→ Extract
# # # # # # #

The concept of quality of products goes back to the end of the 13th century, when, according to the American Society for Quality (ASQ), “craftsmen across Medieval Europe were organized into unions called guilds.” These guilds developed strict rules governing the quality of products and services.
Since the Industrial Revolution of the early 1800s, theories and strategies around quality have been developed and implemented. By the 1970s, as a response to competition from foreign countries such as Japan, many American companies adopted the Total Quality Management (TQM) approach, which focuses on an organization’s processes.
“Over the centuries, quality became a primary driver of manufacturing standards in the United States,” says Dr. Wendy A. Richards, national medical director for Aetna Small and Middle Market Business. “The quality concept has now clearly moved beyond manufacturing and into various other sectors of the economy, such as health care.”
Smart Business spoke with Dr. Richards about the role health insurance companies play in ensuring the quality of health care.
What is the definition of quality when it comes to health care?
The Institute of Medicine (IOM) defines quality as ‘the degree to which health services for individuals and populations increase the likelihood of desired health outcomes and are consistent with current professional knowledge.’ So one would consider high-quality health care services to be those that are in keeping with current standards of care and that help an individual achieve his or her health goals.
What can health insurance organizations do to ensure quality of care?

# # # # # # #

→ Activities
**A)** Translate this sentence from the health care quality article into French: "These guilds developed strict rules governing the quality of products and services."
**B)** Revise the passage of the health care quality article starting with "What is the" and going on through "her health goals.", replacing "current" with "prevailing".

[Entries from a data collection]

# # # # # # #

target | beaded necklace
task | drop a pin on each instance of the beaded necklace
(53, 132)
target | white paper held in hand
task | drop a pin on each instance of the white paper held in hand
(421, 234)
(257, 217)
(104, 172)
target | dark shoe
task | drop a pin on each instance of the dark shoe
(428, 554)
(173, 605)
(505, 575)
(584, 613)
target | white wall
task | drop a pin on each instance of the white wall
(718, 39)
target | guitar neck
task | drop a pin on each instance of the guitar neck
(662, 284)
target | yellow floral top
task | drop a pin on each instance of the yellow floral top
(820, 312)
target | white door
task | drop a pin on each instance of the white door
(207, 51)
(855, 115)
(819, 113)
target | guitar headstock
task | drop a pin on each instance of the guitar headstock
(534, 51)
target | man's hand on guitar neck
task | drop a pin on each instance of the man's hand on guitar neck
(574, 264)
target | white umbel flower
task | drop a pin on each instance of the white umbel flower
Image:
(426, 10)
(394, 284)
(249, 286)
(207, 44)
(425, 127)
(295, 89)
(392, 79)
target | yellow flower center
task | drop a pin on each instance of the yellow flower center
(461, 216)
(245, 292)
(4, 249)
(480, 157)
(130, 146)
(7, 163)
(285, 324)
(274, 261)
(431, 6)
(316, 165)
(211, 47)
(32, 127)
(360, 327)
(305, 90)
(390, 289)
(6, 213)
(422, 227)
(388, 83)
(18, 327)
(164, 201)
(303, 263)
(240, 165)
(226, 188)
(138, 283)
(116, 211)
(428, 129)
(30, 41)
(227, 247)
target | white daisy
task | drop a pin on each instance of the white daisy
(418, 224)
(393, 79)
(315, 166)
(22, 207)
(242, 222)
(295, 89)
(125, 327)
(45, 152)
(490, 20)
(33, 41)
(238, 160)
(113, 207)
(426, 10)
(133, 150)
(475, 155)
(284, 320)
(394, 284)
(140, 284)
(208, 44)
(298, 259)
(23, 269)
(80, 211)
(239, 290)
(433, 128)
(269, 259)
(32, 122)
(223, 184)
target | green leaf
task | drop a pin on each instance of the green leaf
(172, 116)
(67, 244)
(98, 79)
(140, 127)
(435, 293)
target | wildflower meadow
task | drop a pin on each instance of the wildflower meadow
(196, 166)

# # # # # # #

→ Answers provided
**A)** Ces guildes ont élaboré des règles strictes régissant la qualité des produits et des services.

**B)**
What is the definition of quality when it comes to health care?
The Institute of Medicine (IOM) defines quality as ‘the degree to which health services for individuals and populations increase the likelihood of desired health outcomes and are consistent with prevailing professional knowledge.’ So one would consider high-quality health care services to be those that are in keeping with prevailing standards of care and that help an individual achieve his or her health goals.